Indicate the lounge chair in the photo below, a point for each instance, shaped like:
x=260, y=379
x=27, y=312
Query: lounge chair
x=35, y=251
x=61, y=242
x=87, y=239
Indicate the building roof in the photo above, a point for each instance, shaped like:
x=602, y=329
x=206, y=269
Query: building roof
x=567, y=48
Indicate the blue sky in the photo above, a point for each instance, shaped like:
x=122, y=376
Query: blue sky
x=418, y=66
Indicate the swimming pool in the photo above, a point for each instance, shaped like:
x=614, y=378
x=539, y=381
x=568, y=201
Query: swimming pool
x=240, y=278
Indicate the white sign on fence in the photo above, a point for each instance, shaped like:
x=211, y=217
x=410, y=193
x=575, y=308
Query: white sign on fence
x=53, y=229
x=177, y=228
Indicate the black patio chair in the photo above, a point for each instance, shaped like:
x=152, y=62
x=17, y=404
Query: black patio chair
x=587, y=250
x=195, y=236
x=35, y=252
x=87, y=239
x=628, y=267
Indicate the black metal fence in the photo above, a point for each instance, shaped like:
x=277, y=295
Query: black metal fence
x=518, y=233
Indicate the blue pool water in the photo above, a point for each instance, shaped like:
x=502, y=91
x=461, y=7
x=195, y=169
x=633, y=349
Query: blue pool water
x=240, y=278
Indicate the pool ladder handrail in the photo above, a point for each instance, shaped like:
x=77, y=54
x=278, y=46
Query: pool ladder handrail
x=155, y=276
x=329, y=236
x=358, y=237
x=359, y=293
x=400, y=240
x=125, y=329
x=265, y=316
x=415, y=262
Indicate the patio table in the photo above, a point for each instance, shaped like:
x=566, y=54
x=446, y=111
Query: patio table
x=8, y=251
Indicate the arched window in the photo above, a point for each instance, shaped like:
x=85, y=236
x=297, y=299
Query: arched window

DIRECTIVE.
Please write out all of the records above again, substituting "Target" for every "Query" and leaving everything else unchanged.

RESULT FOR THIS EXERCISE.
Indicate the lounge chair in the photo below, a point for each instance, shaped like:
x=260, y=379
x=27, y=312
Target: lounge chair
x=35, y=251
x=61, y=242
x=87, y=239
Indicate the building roof in the photo above, a point for each instance, shaped like:
x=602, y=329
x=206, y=269
Target: building roof
x=567, y=48
Indicate the blue sky in the photo above, a point for each instance, shaped like:
x=122, y=376
Target: blue sky
x=418, y=66
Indicate the swimming pool in the photo above, a point for each instance, shaped like:
x=614, y=378
x=539, y=381
x=568, y=201
Target: swimming pool
x=240, y=278
Indicate the white sign on fence in the photo above, a point for each instance, shaped like:
x=211, y=217
x=410, y=193
x=575, y=308
Target: white sign on fence
x=53, y=229
x=177, y=228
Indicate the black patio chair in the photo above, a point for each instance, shaped like:
x=152, y=62
x=17, y=404
Target: black patio chair
x=587, y=250
x=195, y=236
x=35, y=252
x=87, y=239
x=628, y=267
Indicate the black metal fence in the photo above, a point for each instance, shaped like:
x=277, y=295
Target: black metal fence
x=518, y=233
Indicate the blue pool water in the photo above, a point for each instance, shaped like:
x=502, y=91
x=461, y=7
x=195, y=169
x=633, y=349
Target: blue pool water
x=240, y=278
Indicate the pool ladder handrail in the photo above, a point for each instance, shaped like:
x=77, y=54
x=278, y=46
Target: pool ladder handrail
x=155, y=276
x=329, y=236
x=358, y=237
x=359, y=293
x=400, y=240
x=125, y=329
x=265, y=316
x=415, y=262
Indicate the patio table in the photo above, a point for each instance, shaped like:
x=566, y=54
x=446, y=111
Target: patio table
x=8, y=251
Indicate the arched window in the photo above, a point for each instance, shaped like:
x=85, y=236
x=297, y=299
Target: arched window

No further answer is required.